Rewrite the records below with every instance of "rough mask" changed to "coarse mask" and everything else left unchanged.

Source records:
------------------------------
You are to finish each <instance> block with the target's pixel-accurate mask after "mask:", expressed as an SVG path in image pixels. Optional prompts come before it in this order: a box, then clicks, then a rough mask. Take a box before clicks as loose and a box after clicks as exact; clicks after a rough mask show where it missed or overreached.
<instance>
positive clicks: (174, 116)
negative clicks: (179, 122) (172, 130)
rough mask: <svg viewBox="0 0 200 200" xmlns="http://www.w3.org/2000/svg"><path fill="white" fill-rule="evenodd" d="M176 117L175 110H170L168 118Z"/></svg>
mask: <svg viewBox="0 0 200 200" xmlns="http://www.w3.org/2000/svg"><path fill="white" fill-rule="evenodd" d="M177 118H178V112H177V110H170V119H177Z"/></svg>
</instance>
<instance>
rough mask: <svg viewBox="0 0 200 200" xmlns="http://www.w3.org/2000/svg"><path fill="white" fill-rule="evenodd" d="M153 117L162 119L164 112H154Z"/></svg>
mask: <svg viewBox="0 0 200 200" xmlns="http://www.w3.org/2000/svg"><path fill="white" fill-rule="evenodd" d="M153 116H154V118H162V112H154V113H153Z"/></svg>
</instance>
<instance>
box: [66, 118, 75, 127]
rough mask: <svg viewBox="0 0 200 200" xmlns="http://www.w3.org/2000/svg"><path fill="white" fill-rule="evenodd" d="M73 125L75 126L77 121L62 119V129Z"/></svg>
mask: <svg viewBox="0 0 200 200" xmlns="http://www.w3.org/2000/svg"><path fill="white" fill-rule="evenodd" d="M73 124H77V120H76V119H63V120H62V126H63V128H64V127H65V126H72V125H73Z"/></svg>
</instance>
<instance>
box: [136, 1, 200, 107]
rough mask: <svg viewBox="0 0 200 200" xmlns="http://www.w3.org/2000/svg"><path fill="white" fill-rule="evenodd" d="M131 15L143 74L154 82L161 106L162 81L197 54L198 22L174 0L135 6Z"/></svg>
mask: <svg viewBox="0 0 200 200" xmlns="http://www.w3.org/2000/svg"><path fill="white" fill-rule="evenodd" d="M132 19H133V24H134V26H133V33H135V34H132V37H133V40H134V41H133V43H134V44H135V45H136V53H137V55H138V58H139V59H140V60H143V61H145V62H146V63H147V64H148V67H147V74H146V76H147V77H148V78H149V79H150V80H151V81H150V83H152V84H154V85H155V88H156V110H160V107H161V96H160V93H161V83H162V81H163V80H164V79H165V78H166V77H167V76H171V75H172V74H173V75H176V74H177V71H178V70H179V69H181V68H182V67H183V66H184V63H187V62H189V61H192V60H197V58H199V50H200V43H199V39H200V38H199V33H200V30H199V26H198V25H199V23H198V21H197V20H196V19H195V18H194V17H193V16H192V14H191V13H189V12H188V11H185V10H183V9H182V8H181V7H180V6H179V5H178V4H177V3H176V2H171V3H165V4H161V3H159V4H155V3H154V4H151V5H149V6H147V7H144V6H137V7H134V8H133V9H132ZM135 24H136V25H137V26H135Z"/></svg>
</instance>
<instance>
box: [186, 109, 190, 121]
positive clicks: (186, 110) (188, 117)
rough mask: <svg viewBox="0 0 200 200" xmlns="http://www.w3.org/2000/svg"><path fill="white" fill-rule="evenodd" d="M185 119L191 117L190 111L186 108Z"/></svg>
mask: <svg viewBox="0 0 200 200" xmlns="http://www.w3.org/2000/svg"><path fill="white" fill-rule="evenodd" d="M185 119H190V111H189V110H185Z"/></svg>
------------------------------
| Response to the task |
You are to finish each <instance> block with the target's pixel-accurate mask after "mask:", expressed as an SVG path in image pixels. Optional prompts come before it in this order: a box, then clicks, then a coarse mask. Take a box before clicks as loose and a box after clicks as exact; clicks after a coarse mask show where it missed or overreached.
<instance>
positive clicks: (174, 116)
negative clicks: (179, 122) (172, 130)
coarse mask: <svg viewBox="0 0 200 200" xmlns="http://www.w3.org/2000/svg"><path fill="white" fill-rule="evenodd" d="M176 117L175 110H170L168 118Z"/></svg>
mask: <svg viewBox="0 0 200 200" xmlns="http://www.w3.org/2000/svg"><path fill="white" fill-rule="evenodd" d="M177 118H178V112H177V110H170V119H177Z"/></svg>
</instance>
<instance>
coarse mask: <svg viewBox="0 0 200 200" xmlns="http://www.w3.org/2000/svg"><path fill="white" fill-rule="evenodd" d="M153 117L162 119L164 112H154Z"/></svg>
mask: <svg viewBox="0 0 200 200" xmlns="http://www.w3.org/2000/svg"><path fill="white" fill-rule="evenodd" d="M153 116H154V118H162V112H154V113H153Z"/></svg>
</instance>
<instance>
box: [66, 118, 75, 127]
coarse mask: <svg viewBox="0 0 200 200" xmlns="http://www.w3.org/2000/svg"><path fill="white" fill-rule="evenodd" d="M73 125L75 126L77 121L62 119V129Z"/></svg>
mask: <svg viewBox="0 0 200 200" xmlns="http://www.w3.org/2000/svg"><path fill="white" fill-rule="evenodd" d="M73 124H77V120H76V119H63V120H62V126H63V128H64V127H65V126H72V125H73Z"/></svg>
</instance>
<instance>
box: [136, 1, 200, 107]
coarse mask: <svg viewBox="0 0 200 200" xmlns="http://www.w3.org/2000/svg"><path fill="white" fill-rule="evenodd" d="M131 15L143 74L154 82L161 106L162 81L197 54L198 22L174 0L135 6Z"/></svg>
mask: <svg viewBox="0 0 200 200" xmlns="http://www.w3.org/2000/svg"><path fill="white" fill-rule="evenodd" d="M132 19H133V24H134V26H133V33H135V34H132V37H133V40H134V41H133V43H134V44H135V45H136V53H137V55H138V58H139V59H140V60H143V61H145V62H146V63H147V64H148V67H147V74H146V76H147V77H148V78H149V79H150V80H151V81H150V83H152V84H154V85H155V88H156V110H160V107H161V96H160V93H161V83H162V81H163V80H164V79H165V78H166V77H167V76H171V75H172V74H173V75H176V74H177V71H178V70H179V69H181V68H182V67H183V66H184V63H187V62H189V61H192V60H197V58H199V50H200V43H199V39H200V38H199V33H200V30H199V26H198V25H199V23H198V21H197V20H196V19H195V18H194V17H193V16H192V14H191V13H189V12H188V11H185V10H183V9H182V8H181V7H180V6H179V5H178V4H177V3H176V2H171V3H165V4H161V3H159V4H155V3H154V4H151V5H149V6H147V7H144V6H137V7H134V8H133V9H132ZM135 24H136V25H137V26H135Z"/></svg>
</instance>
<instance>
box: [186, 109, 190, 121]
positive clicks: (186, 110) (188, 117)
coarse mask: <svg viewBox="0 0 200 200" xmlns="http://www.w3.org/2000/svg"><path fill="white" fill-rule="evenodd" d="M185 119L191 117L190 111L186 108Z"/></svg>
mask: <svg viewBox="0 0 200 200" xmlns="http://www.w3.org/2000/svg"><path fill="white" fill-rule="evenodd" d="M185 119H190V111H189V110H185Z"/></svg>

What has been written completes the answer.